Zoek in de regels hieronder elke regel waarin het woord "clicks" voorkomt, en schrijf die regels ongewijzigd over.
::::
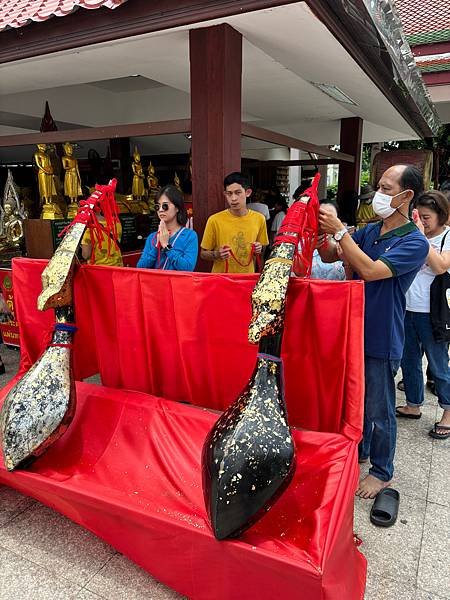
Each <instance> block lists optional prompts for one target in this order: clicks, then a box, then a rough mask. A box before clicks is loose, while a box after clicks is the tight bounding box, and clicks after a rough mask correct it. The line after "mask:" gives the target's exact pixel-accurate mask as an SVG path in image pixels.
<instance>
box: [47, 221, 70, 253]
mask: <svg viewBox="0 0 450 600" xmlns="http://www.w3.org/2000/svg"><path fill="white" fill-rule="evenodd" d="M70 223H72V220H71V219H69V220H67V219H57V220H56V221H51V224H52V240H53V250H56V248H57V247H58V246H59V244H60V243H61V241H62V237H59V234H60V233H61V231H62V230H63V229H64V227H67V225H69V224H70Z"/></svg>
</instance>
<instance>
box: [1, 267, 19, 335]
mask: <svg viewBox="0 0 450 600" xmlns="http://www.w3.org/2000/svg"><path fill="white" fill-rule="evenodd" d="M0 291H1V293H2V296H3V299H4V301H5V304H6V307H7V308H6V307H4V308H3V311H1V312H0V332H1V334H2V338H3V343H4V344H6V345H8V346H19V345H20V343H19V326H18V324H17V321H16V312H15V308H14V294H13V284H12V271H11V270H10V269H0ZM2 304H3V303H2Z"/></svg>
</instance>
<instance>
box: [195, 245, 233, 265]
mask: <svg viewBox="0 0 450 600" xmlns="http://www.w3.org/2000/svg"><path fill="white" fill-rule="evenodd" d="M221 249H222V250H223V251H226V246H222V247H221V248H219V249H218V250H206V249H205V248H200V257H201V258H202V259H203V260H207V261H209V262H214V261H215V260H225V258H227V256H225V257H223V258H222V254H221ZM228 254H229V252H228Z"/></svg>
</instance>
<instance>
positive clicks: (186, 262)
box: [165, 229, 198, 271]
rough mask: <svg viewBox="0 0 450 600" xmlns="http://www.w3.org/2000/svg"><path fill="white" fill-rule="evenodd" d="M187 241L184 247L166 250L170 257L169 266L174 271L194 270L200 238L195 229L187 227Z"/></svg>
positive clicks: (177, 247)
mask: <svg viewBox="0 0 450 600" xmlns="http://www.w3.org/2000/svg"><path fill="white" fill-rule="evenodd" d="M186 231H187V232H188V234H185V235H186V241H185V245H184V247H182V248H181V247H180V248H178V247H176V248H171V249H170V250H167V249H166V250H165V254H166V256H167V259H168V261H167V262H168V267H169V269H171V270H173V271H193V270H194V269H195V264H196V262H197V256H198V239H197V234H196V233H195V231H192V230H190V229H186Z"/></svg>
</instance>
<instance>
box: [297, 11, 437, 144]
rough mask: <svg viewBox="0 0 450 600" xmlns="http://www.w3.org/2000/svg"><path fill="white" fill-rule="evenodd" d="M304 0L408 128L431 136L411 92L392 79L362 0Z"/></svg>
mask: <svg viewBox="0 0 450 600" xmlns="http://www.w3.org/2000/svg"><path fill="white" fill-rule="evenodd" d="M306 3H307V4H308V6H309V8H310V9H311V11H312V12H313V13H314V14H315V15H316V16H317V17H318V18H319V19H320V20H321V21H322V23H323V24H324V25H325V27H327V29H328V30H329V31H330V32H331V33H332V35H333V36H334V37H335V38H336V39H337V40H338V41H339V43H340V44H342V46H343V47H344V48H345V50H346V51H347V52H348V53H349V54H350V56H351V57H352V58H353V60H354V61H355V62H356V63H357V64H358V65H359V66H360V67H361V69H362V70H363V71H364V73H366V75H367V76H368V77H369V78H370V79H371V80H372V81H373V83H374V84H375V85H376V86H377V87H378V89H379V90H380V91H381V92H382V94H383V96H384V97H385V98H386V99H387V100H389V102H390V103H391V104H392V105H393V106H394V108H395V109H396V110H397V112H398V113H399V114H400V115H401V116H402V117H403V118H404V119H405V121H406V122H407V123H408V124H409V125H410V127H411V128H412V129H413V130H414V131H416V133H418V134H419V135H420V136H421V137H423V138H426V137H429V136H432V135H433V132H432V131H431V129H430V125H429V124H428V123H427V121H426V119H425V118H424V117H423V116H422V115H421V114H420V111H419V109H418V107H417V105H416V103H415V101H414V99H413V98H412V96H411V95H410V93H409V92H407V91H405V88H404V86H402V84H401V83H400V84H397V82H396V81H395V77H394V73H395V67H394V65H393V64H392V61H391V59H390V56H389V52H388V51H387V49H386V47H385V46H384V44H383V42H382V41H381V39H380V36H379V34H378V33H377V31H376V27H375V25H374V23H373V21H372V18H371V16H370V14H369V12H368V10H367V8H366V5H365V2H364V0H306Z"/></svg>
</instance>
::::
◆ **Oplossing**
Each <instance> block lists optional prompts for one target in this order: clicks, then a box, then a rough mask. A box before clicks is loose, while a box after clicks is the tight bounding box, and clicks after a rough mask correct it. The line after "mask:" gives the target's exact pixel-accurate mask as an SVG path in image pixels.
positive clicks: (186, 262)
positive clicks: (177, 247)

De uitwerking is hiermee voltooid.